REQUIRED WORK =>
1) List every player named in the baseball winter meetings article as changing teams in either the Oakland–Cincinnati trade or the Boston–Chicago trade.
2) Output the part of the baseball winter meetings article starting at "McGregor's injury was" and ending at "the rotator cuff.", with no changes.
3) Write the next part of the baseball winter meetings article, picking up after its last sentence.

SUPPLIED TEXT =>
DALLAS, DEC. 8 -- In a whirlwind day of trading, the Oakland Athletics and Cincinnati Reds made the biggest move of the winter meetings, combining on a deal that might have made each a favorite to win its division. And the Baltimore Orioles learned that veteran left-hander Scott McGregor might not be able to pitch in 1988 because of what apparently is a torn rotator cuff.

The Reds, desperate for pitching, traded veteran outfielder Dave Parker, 36, to Oakland for pitchers Jose Rijo, 22, and Tim Birtsas, 27.

With Parker's acquisition, the Athletics look strong in the American League West, especially after they strengthened their pitching staff by obtaining Rick Honeycutt and Storm Davis late last season. Parker adds left-handed power to a lineup that has had mostly right-handed hitters.

The Boston Red Sox also seemed to strengthen themselves. They came here hoping to find a relief pitcher, and this morning they got one of the best, acquiring right-hander Lee Smith from the Chicago Cubs. And the price for Smith seemed stunningly low -- reliever Calvin Schiraldi and starter Al Nipper.

McGregor's injury was discovered late last season, but he has declined surgery and is attempting to rehabilitate the shoulder by strengthening the other muscles around the rotator cuff.

"It's serious," Orioles Manager Cal Ripken Sr. said. "I have a lot of doubt about how much he'll be able to pitch."

The Orioles have better news about reliever Don Aase, who had shoulder surgery last June and says he'll be ready to pitch by spring training. "There's some pain, but nothing that wasn't expected," Aase said. "Anytime you have an operation like this, there are going to be adhesions that have to break loose. I'm just starting to throw and there's some of that."

Aase said his doctors have told him he should be ready to join the Orioles' regular January throwing program in Baltimore.

The Parker trade was a disappointment to the New York Yankees, who had offered several packages of players trying to acquire the two-time National League batting champion, who will be an outfielder and designated hitter in Oakland.

"I knew there was competition for him," Oakland Manager Tony La Russa said. "We're thrilled. It gives us a lot of ways to score some runs. No question, Dave is coming to an offensive team. Rijo and Birtsas are good young pitchers, but we have some depth there."

The trade appears to strengthen the Reds, too, although it probably doesn't push them past the San Francisco Giants in the NL West. Rijo, a right-hander, and Birtsas, a left-hander, are the second and third pitchers new Cincinnati General Manager Murray Cook has acquired since the season ended. The Reds traded for Kansas City's Danny Jackson after the World Series.

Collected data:

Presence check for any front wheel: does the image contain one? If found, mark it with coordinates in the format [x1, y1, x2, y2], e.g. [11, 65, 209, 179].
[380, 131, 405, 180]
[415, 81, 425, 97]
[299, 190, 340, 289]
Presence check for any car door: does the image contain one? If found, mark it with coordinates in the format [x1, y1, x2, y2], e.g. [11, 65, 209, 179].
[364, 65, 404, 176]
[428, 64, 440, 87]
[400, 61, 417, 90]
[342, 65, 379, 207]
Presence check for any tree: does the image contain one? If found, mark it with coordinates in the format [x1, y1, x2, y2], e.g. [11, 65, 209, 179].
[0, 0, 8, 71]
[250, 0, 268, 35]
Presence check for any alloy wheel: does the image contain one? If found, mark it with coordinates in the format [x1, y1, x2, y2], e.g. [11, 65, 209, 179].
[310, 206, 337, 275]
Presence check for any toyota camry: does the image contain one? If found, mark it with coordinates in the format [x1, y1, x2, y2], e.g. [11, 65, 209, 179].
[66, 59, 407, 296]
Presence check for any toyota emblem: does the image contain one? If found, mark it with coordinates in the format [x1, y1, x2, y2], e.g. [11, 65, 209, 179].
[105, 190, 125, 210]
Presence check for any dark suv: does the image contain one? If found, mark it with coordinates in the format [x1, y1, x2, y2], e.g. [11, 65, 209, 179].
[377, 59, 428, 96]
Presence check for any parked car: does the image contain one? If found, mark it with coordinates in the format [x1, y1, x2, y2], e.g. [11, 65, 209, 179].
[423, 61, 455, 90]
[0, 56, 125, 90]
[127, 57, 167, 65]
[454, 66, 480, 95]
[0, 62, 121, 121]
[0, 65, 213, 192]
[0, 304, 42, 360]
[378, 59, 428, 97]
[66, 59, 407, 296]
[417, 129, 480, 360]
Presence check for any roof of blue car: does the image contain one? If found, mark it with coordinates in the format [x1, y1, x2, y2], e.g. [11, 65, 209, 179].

EXERCISE RESPONSES =>
1)
Oakland–Cincinnati trade:
- Dave Parker
- Jose Rijo
- Tim Birtsas

Boston–Chicago trade:
- Lee Smith
- Calvin Schiraldi
- Al Nipper

2)
McGregor's injury was discovered late last season, but he has declined surgery and is attempting to rehabilitate the shoulder by strengthening the other muscles around the rotator cuff.

3)
Without Parker, the Reds will divide their outfield playing time among Eric Davis, Kal Daniels, Tracy Jones and Paul O'Neill.

"This provides a challenge for four young outfielders who're going to have to carry the bulk of the offense now," Cook said. "It's a matter of time inevitably marching on, and we thought the time was now."

Reds Manager Pete Rose said, "We just felt we needed some more pitching, and I like the way it's shaping up. These kids are going to have to work to make our staff, and I like that."

Parker has 273 homers in 14 seasons. He had 26 homers and 97 RBI last season, but only seven homers and 34 RBI after the all-star break.

Seconds after the Red Sox had acquired Smith, Red Sox General Manager Lou Gorman said his team "was as good as anyone in baseball."

Smith, 30, has 162 saves the last five seasons and saved 36 last season -- 20 more than the entire Boston bullpen.

"This is what we were hoping for," Red Sox Manager John McNamara said. "We paid a price in trading Schiraldi. He's going to be a good one. But we got one of the best anywhere."

Schiraldi, 25, was a star of Boston's '86 championship team when he saved nine games and won four. But he slumped badly last season, saving only six and allowing 15 homers in 83 2/3 innings. Nipper, 28, never has won more than 11 games in a season.

Privately, the Cubs were saying that Smith is not in great physical condition and appears to be aging quickly; plus, his 1988 salary is $850,000 and he's eligible for free agency after that.

"Schiraldi throws as hard as Smith and is five years younger," Cubs General Manager Jim Frey said.

The Cubs hope Nipper will go into their rotation and that Schiraldi will replace Smith as their stopper.

In a move designed to make the strike zone clearer to umpires, major league baseball's rules committee has changed the definition of a strike.

The committee changed the upper limit of the strike zone from the armpits to the midpoint between the top of the shoulders and the top of the uniform pants. The upper limit had been the armpits, but umpires almost never called strikes above the bottom of the ribs. The change should bring back the high strike . . .

The NL and AL expansion committees voted to meet with each other to study and discuss their options. The best guess is that two teams could be added by the beginning of the 1990 or 1991 season.